━━━ Reading text

Most weeks, we get new concert stats by this time. Some weeks, those reports are late. Somebody is getting into the holiday grog a little early….or maybe they are a little busy.
You know who is busy? Billboard. They just announced a MASSIVE change to the BB200 chart. Since it’s inception, the BB200 has tracked sales of albums. There was a sea change in 1991 when they started using SoundScan Point of Sales data instead of whatever cobbled together reporting they had before. After The Eagles released a Walmart exclusive album that had massive sales, BB decided to change the rules to include single vendor albums in the count (much to the chagrin of Britney fans because that pushed her back to having the number 2 album that week). Then, after Michael Jackson died and his album sales went through the roof, they changed the recurrency rules for the BB200 so that older albums could chart. But that’s pretty much it for the big changes. But that changes look like peanuts compared to the radical changes that are going to happen the Black Friday reporting week.
In an attempt to more clearly represent the current music landscape, the BB200 will now include track sales and streams. For a while, the industry has been throwing around the term “Track Equivalent Albums” (I remember when we first discussed them here at MJs and the general attitude was that the industry was trying to put lipstick on a pig). TEAs are 10 track sales that count as one album sales. TEAs will now be included in the BB200 stats. For streams, 1500 streams will count as one album sale. I begin to see why there has been all this fuss about Spotify in these last few weeks.
Not to fear, they will maintain a Top Album Chart just for sales and the genre album charts will be unaffected.

━━━━━━

**Do this**
Reproduce the passage on the Billboard 200 changes word for word, between "In an attempt" and "last few weeks.", inclusive. The records have no connection to the passage on the Billboard 200 changes.

━━━ Provided material

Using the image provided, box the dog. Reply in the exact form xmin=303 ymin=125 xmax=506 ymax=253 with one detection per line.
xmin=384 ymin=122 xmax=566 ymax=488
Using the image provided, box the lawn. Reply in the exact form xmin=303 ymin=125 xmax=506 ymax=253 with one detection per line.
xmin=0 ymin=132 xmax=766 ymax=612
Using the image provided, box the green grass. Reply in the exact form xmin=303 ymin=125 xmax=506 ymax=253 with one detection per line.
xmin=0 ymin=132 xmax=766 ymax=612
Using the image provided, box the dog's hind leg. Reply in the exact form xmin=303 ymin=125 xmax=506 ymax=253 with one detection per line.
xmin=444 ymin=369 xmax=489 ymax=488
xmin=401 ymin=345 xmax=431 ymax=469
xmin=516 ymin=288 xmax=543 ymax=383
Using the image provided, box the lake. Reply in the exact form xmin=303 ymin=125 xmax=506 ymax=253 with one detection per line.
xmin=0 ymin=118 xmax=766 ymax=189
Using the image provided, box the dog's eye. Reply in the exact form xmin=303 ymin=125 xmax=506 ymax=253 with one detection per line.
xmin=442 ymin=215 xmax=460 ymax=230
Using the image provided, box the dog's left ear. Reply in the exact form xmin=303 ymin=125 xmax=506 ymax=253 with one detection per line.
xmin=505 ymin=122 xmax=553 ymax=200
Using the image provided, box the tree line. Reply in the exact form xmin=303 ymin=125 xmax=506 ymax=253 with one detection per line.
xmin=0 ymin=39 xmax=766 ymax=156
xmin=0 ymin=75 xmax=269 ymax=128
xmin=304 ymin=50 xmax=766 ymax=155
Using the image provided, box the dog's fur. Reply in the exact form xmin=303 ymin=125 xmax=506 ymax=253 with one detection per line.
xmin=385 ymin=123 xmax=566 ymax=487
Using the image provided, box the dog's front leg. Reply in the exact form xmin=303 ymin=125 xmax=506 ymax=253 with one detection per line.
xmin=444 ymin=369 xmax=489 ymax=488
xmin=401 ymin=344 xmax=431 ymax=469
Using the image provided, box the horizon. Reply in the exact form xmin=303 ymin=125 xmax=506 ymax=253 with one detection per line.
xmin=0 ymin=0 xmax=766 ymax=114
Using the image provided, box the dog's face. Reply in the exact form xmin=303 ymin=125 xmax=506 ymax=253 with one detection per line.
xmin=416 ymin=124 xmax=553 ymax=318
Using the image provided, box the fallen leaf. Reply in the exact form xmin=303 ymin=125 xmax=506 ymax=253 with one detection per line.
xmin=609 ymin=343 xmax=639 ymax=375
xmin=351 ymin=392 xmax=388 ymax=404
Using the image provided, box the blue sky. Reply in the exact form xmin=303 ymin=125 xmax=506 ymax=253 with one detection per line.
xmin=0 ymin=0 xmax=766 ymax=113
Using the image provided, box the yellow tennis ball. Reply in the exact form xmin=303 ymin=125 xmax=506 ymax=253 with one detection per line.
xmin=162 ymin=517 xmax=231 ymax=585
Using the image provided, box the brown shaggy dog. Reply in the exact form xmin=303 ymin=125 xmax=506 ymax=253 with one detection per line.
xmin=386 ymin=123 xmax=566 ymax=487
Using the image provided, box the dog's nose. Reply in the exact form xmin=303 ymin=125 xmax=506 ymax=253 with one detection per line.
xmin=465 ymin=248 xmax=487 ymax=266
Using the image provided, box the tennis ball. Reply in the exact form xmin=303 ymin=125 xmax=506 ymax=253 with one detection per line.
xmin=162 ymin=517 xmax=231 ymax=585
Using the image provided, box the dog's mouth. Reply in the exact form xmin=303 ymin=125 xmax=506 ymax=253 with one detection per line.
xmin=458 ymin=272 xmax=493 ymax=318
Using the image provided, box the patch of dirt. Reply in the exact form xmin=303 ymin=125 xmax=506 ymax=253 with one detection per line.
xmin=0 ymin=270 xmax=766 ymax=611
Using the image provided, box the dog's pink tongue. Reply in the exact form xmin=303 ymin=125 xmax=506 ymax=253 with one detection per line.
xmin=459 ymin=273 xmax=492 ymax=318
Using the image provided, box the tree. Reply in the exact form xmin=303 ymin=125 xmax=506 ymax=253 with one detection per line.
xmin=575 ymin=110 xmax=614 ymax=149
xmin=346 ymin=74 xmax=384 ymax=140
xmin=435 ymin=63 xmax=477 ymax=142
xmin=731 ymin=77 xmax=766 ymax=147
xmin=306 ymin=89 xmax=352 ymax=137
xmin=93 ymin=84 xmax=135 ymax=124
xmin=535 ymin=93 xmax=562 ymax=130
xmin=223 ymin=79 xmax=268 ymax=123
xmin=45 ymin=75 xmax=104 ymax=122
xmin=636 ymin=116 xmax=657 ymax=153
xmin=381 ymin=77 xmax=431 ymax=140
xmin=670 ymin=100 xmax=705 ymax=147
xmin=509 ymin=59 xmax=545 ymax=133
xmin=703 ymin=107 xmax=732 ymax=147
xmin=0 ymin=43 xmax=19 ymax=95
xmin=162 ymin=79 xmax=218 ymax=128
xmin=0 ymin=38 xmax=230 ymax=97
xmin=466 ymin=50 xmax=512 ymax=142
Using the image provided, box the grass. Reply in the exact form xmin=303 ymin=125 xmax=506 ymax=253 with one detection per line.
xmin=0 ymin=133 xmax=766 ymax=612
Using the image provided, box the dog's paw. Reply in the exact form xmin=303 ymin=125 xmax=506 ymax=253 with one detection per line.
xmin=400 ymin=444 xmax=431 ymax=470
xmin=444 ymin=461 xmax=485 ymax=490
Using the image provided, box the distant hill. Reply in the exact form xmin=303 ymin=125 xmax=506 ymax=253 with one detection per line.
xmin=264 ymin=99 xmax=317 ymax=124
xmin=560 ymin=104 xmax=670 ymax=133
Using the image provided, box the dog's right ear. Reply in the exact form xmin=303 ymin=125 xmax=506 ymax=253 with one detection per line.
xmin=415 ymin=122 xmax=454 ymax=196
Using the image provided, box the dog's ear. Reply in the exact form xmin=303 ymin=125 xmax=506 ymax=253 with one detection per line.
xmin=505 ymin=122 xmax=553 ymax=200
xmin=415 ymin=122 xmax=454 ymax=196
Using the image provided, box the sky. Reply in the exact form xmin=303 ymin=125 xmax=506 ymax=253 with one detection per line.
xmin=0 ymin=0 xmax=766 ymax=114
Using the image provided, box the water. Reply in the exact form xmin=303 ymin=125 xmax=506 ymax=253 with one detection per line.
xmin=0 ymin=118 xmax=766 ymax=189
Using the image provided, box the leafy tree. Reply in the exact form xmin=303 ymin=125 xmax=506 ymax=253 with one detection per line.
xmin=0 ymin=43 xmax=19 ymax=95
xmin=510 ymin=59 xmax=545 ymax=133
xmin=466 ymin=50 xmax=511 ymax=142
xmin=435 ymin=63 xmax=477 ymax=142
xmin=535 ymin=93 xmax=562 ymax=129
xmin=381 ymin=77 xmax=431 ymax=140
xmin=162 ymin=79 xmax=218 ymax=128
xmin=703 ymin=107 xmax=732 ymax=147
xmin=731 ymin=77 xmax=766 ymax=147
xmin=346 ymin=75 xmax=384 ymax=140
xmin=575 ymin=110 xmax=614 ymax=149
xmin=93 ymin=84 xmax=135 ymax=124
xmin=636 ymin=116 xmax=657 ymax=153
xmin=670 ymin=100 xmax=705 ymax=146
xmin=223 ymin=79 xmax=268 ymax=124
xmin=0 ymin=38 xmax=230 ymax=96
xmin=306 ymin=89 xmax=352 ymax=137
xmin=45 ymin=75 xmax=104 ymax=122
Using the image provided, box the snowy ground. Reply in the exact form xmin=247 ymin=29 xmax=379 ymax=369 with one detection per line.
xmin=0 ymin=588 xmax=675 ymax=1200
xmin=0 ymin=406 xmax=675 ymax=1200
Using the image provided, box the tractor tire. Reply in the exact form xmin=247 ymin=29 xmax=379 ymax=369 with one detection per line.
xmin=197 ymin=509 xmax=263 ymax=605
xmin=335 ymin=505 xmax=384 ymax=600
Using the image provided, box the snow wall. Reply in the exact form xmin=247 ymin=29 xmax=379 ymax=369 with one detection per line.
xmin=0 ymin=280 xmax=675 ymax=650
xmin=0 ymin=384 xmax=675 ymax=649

━━━━━━

**Final result**
In an attempt to more clearly represent the current music landscape, the BB200 will now include track sales and streams. For a while, the industry has been throwing around the term “Track Equivalent Albums” (I remember when we first discussed them here at MJs and the general attitude was that the industry was trying to put lipstick on a pig). TEAs are 10 track sales that count as one album sales. TEAs will now be included in the BB200 stats. For streams, 1500 streams will count as one album sale. I begin to see why there has been all this fuss about Spotify in these last few weeks.